**About this exercise:**
In the records below, find every line that contains "rough" and list it.

(Dataset entries)
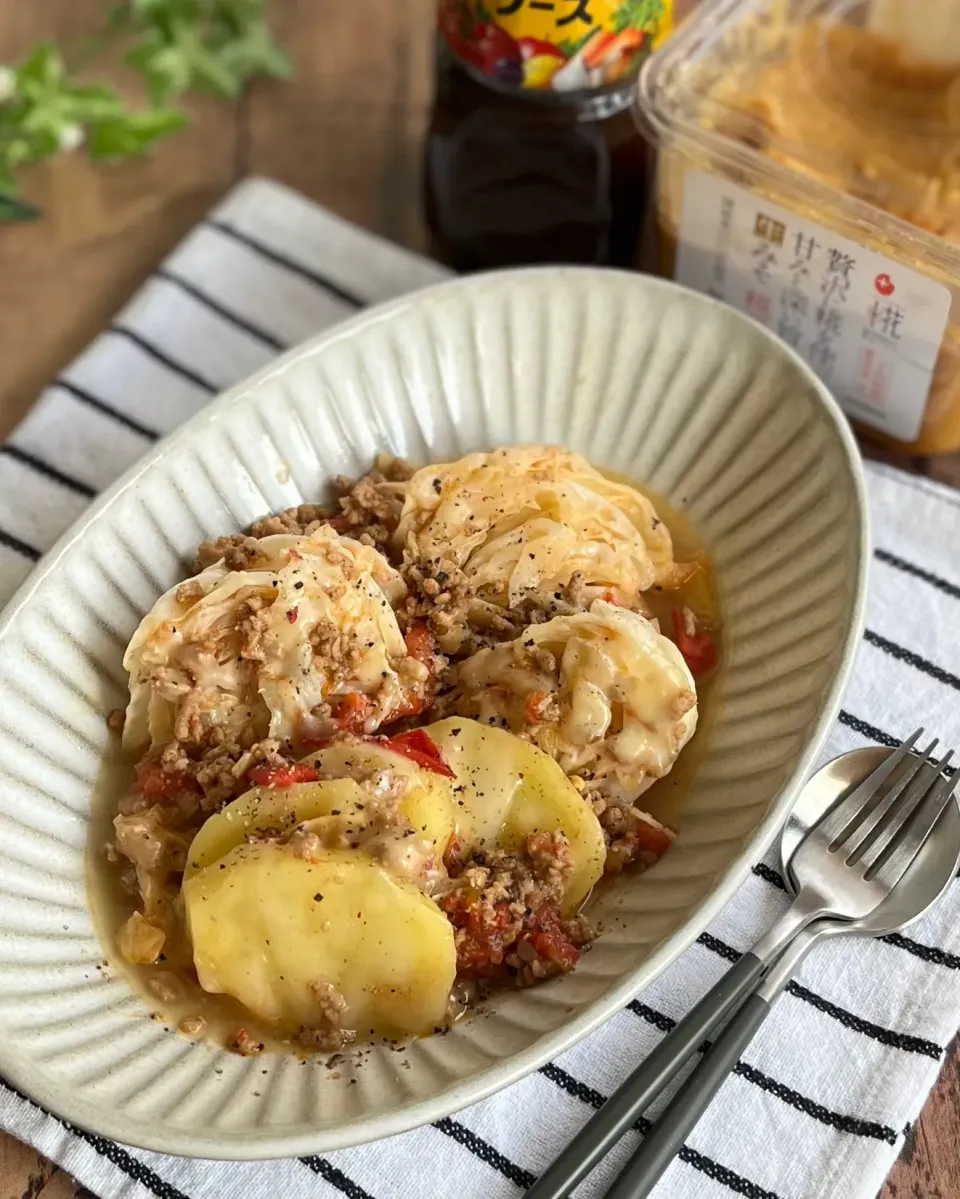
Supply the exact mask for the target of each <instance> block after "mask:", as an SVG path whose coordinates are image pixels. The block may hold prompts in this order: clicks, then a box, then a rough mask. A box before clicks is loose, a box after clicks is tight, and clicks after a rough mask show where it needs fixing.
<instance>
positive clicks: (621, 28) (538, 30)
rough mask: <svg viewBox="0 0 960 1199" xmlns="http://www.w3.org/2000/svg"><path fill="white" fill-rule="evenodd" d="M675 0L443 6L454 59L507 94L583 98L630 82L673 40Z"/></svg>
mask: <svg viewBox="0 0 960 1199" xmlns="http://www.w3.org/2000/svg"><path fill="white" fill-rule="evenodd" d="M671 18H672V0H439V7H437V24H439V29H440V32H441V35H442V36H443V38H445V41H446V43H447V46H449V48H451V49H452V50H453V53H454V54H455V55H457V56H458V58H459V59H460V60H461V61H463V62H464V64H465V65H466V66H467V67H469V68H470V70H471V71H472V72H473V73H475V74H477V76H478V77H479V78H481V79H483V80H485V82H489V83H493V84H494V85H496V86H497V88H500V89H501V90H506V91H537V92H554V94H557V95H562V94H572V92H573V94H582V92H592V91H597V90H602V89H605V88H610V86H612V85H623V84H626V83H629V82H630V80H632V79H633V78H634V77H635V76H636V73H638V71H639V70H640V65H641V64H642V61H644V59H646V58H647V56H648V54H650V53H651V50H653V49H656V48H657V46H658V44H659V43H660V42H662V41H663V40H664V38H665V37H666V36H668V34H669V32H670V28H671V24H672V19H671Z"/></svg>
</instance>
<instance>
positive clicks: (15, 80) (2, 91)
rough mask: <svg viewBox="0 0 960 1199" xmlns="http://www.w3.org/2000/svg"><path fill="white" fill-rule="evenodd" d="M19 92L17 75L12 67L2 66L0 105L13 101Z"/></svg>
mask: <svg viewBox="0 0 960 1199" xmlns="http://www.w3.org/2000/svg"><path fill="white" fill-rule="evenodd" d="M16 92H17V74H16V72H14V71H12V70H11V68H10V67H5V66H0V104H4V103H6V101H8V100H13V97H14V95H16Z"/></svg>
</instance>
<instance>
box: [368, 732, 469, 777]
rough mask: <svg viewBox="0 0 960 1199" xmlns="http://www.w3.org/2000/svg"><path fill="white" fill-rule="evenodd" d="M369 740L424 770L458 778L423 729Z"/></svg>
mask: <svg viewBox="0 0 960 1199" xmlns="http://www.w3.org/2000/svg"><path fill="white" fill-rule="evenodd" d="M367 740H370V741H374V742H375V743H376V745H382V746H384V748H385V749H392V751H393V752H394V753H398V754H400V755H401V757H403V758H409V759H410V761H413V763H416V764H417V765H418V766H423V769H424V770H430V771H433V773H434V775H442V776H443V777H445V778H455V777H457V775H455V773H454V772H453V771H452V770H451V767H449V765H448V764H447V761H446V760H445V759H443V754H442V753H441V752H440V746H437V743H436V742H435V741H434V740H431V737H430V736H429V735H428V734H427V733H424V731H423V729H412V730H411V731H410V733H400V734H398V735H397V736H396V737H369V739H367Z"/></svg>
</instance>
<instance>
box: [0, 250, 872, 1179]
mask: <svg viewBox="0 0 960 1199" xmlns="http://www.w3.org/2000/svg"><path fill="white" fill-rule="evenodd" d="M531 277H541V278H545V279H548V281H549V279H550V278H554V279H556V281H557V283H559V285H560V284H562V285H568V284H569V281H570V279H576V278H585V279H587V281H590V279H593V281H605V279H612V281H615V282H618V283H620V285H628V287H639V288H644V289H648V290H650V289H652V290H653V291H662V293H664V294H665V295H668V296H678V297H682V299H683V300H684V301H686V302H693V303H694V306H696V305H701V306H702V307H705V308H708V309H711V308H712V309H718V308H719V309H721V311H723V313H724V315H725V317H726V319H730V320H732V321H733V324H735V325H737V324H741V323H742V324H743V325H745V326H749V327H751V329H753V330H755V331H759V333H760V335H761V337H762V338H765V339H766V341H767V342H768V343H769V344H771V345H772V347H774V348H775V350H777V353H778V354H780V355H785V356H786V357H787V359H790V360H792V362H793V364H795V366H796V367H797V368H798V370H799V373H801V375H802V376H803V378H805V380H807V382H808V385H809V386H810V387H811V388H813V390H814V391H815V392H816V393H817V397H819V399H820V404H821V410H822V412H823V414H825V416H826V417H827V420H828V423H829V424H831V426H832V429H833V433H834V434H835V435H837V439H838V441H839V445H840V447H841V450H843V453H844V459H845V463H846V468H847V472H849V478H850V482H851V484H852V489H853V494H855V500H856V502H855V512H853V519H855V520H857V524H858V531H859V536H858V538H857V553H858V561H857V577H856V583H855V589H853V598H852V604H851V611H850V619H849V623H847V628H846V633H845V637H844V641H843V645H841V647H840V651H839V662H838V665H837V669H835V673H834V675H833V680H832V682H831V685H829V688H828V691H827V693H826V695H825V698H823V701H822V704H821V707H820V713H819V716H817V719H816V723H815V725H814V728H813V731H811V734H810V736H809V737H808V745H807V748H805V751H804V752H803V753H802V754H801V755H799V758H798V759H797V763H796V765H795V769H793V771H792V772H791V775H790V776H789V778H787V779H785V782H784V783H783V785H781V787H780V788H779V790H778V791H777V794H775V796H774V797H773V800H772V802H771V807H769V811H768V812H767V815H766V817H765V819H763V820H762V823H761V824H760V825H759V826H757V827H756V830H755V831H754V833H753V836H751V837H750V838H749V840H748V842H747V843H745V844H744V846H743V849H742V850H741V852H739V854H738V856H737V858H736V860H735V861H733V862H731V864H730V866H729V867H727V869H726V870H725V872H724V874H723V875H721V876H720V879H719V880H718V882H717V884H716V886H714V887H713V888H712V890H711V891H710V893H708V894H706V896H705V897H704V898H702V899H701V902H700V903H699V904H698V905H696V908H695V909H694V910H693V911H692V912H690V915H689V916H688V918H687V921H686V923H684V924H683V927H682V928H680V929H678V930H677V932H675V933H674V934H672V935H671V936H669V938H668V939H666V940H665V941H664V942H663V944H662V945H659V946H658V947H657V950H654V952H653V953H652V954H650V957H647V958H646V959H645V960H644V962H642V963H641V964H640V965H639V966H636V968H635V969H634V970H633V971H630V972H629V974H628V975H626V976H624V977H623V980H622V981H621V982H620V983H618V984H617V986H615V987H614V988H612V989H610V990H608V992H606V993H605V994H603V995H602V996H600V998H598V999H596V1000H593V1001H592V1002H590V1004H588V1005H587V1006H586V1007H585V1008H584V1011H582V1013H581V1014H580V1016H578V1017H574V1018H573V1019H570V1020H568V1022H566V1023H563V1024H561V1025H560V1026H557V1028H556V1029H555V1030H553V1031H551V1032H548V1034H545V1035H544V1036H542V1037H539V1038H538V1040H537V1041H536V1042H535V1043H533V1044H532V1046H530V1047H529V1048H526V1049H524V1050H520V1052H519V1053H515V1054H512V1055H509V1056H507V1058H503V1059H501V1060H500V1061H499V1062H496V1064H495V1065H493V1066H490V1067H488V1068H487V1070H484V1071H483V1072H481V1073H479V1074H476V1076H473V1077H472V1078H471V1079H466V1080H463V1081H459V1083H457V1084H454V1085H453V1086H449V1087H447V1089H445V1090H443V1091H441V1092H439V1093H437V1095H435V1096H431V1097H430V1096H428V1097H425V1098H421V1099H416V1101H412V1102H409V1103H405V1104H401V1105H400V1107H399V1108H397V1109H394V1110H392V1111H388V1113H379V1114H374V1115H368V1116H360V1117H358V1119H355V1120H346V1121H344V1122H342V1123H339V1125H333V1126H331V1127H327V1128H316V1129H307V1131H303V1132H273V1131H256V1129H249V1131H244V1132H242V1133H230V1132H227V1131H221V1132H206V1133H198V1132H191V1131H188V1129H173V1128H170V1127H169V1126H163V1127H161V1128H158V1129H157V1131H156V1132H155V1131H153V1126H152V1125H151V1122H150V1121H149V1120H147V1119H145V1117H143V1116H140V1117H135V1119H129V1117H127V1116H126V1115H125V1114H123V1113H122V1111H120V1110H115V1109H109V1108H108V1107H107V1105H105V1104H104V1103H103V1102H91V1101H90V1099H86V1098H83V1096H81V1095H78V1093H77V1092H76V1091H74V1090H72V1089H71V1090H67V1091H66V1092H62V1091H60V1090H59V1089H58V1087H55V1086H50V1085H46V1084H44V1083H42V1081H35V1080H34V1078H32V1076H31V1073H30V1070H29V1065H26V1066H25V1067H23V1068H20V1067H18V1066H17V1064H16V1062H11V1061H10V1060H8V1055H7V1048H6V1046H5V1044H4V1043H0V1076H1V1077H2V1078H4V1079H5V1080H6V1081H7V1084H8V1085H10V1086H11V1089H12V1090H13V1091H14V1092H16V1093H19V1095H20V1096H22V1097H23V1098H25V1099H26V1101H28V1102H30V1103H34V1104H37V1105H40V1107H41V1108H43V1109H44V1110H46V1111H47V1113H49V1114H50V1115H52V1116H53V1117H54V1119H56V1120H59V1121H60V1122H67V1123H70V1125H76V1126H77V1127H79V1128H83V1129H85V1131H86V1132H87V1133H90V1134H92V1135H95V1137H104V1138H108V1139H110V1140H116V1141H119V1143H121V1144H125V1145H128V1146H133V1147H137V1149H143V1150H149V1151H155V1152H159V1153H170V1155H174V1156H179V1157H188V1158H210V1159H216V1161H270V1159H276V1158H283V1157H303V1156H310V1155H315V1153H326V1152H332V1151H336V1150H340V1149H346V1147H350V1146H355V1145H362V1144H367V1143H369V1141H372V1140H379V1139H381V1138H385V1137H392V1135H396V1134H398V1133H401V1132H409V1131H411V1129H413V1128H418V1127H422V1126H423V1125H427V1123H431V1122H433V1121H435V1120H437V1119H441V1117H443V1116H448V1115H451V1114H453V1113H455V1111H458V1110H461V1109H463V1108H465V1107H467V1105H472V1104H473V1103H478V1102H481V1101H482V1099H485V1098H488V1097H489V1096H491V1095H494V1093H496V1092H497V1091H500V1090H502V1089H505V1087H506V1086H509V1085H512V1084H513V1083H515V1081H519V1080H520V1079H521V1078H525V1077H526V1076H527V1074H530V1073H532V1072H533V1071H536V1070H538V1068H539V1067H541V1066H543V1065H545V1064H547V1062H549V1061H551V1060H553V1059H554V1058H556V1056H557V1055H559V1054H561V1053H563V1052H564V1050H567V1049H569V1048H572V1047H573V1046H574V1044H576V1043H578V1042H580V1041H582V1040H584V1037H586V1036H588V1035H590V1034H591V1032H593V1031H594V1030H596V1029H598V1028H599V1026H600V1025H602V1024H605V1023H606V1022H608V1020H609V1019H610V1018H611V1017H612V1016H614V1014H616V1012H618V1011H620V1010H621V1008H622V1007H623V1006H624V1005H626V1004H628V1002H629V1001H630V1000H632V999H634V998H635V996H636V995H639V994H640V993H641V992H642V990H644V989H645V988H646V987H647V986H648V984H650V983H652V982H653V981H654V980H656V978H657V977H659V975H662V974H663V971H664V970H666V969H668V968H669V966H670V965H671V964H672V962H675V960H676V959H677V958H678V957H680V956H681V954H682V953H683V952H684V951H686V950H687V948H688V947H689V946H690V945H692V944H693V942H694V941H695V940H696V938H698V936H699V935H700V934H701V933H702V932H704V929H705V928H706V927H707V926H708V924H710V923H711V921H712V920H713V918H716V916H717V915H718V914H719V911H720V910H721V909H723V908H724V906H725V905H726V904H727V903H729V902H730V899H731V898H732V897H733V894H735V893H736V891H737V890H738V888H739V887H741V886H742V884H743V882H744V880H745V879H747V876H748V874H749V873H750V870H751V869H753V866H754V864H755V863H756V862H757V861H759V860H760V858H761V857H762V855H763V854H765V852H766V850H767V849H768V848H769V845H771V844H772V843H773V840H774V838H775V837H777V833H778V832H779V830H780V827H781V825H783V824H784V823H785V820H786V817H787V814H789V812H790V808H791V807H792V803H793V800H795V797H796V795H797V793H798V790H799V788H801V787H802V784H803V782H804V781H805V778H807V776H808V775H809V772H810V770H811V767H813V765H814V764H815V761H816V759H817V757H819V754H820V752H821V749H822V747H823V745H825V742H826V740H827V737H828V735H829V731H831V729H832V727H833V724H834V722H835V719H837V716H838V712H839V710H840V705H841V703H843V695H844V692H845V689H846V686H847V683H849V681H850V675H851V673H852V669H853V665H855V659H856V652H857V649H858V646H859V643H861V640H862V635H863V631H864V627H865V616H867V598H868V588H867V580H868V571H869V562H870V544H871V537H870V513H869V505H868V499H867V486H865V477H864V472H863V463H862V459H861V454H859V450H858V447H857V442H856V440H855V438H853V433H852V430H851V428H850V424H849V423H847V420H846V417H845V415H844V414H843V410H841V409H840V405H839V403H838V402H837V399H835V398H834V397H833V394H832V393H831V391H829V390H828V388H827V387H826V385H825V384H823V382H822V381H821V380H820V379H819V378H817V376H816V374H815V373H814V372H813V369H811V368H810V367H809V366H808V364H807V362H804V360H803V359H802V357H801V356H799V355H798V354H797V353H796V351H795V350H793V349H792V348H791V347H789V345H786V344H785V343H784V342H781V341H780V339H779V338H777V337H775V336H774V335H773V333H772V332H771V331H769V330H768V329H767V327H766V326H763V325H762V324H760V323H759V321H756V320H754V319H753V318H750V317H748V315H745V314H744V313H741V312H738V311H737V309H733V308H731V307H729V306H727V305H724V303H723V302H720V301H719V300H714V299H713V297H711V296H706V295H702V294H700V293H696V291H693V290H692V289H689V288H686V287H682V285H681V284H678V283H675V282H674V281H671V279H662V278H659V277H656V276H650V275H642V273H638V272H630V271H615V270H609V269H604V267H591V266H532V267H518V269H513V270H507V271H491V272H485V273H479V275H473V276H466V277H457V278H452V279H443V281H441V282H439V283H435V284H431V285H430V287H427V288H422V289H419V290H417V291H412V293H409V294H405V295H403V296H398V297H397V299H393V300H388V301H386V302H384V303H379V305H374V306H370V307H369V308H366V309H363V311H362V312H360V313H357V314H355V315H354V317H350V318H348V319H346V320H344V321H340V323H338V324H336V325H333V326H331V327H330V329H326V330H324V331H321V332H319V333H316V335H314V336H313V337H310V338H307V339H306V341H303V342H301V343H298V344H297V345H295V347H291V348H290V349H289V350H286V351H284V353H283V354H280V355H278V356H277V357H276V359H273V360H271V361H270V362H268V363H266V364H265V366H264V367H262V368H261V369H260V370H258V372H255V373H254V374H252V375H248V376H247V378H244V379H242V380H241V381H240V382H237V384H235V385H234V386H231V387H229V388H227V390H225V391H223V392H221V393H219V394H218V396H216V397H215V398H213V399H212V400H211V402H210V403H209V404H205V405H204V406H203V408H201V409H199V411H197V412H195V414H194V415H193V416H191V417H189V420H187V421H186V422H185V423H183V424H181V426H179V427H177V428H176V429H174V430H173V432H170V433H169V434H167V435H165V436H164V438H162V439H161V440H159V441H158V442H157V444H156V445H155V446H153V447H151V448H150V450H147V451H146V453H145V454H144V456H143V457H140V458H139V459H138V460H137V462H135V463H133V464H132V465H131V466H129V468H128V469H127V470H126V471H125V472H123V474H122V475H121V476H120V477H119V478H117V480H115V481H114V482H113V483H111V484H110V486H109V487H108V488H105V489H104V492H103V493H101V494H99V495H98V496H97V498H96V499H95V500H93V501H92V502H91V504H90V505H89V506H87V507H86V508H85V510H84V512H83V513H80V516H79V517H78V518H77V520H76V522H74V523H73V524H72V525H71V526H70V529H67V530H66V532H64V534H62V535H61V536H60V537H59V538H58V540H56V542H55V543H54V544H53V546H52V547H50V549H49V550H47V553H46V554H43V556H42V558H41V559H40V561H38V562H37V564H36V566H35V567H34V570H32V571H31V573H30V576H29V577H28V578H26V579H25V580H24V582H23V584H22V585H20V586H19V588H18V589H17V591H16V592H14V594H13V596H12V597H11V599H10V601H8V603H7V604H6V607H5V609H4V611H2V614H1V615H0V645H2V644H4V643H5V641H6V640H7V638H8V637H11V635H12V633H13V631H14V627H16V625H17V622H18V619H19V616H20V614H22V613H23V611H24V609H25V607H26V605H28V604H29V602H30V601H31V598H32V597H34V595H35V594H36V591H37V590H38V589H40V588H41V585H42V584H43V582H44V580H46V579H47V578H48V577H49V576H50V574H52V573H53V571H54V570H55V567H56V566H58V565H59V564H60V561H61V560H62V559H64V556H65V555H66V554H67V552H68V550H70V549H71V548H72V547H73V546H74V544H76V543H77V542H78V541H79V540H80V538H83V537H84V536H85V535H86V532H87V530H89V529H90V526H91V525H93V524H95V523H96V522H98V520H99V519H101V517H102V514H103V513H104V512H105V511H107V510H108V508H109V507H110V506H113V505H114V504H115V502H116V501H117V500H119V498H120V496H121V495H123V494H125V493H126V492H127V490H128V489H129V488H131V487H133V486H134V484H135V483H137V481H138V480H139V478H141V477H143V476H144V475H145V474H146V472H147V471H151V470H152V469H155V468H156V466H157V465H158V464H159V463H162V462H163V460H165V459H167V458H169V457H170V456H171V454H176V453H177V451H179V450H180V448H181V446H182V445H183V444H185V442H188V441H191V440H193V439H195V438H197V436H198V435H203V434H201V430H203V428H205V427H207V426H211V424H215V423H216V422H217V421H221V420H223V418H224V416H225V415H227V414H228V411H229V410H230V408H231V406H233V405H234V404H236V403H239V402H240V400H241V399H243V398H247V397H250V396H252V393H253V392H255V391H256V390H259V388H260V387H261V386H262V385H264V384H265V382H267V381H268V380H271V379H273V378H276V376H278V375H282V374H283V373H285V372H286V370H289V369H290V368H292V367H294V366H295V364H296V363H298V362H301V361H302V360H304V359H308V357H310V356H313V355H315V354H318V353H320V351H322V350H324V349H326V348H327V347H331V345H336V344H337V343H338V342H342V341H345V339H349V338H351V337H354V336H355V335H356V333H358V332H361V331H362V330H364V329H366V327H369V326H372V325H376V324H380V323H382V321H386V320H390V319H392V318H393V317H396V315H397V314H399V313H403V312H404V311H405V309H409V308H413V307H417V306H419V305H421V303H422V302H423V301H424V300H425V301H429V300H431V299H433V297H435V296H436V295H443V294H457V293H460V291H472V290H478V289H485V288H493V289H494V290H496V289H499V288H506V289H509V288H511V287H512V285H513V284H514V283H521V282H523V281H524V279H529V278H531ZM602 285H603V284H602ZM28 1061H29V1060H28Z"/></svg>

**Written answer:**
Supply the exact mask for the target of each <instance> block after "mask:", as an SVG path whose coordinates are image pixels. The block may hold prompts in this order: clicks, then a box, then a rough mask. A box before clicks is loose, a box after clicks is tight, and clicks after a rough mask show where it needs fixing.
rough mask: <svg viewBox="0 0 960 1199" xmlns="http://www.w3.org/2000/svg"><path fill="white" fill-rule="evenodd" d="M675 0L443 6L454 59L507 94L583 98L630 82L673 40Z"/></svg>
rough mask: <svg viewBox="0 0 960 1199" xmlns="http://www.w3.org/2000/svg"><path fill="white" fill-rule="evenodd" d="M19 92L17 75L12 67L2 66L0 105L13 101Z"/></svg>
rough mask: <svg viewBox="0 0 960 1199" xmlns="http://www.w3.org/2000/svg"><path fill="white" fill-rule="evenodd" d="M369 740L424 770L458 778L423 729Z"/></svg>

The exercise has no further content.